• [The problem] Please find the lines in the entries below that contain the word "window", and copy each one.
▬▬▬▬▬▬
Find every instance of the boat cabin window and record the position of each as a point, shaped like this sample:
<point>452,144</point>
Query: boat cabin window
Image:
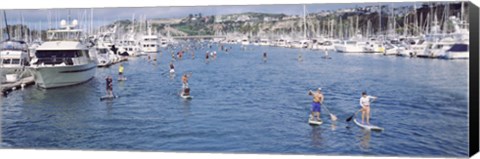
<point>7,61</point>
<point>63,35</point>
<point>421,42</point>
<point>103,51</point>
<point>58,56</point>
<point>351,42</point>
<point>16,61</point>
<point>12,45</point>
<point>459,48</point>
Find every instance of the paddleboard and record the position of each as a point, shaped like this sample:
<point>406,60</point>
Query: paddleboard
<point>326,57</point>
<point>312,121</point>
<point>186,97</point>
<point>367,127</point>
<point>108,97</point>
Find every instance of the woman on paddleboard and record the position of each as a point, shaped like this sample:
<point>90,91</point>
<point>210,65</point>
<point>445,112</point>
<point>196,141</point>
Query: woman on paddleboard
<point>317,101</point>
<point>365,104</point>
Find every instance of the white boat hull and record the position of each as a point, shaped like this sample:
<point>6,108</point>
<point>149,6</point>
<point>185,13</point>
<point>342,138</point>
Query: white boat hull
<point>60,76</point>
<point>457,55</point>
<point>349,49</point>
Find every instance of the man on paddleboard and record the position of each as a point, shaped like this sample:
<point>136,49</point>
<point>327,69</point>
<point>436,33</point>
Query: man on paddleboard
<point>109,81</point>
<point>317,101</point>
<point>365,104</point>
<point>120,71</point>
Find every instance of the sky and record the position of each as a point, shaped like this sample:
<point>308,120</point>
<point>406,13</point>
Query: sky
<point>40,17</point>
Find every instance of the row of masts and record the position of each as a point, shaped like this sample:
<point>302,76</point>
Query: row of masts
<point>413,24</point>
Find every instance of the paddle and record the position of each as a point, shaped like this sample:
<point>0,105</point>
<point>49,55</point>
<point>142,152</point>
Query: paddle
<point>350,118</point>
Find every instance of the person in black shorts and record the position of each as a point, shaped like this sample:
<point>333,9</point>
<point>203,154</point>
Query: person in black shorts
<point>109,86</point>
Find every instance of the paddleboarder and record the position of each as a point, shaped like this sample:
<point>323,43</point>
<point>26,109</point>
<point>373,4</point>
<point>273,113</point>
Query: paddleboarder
▬▬▬▬▬▬
• [Answer below]
Find every instance of the boat cabin window and record the position of each as a point, shaped like this sample:
Query: boat cabin window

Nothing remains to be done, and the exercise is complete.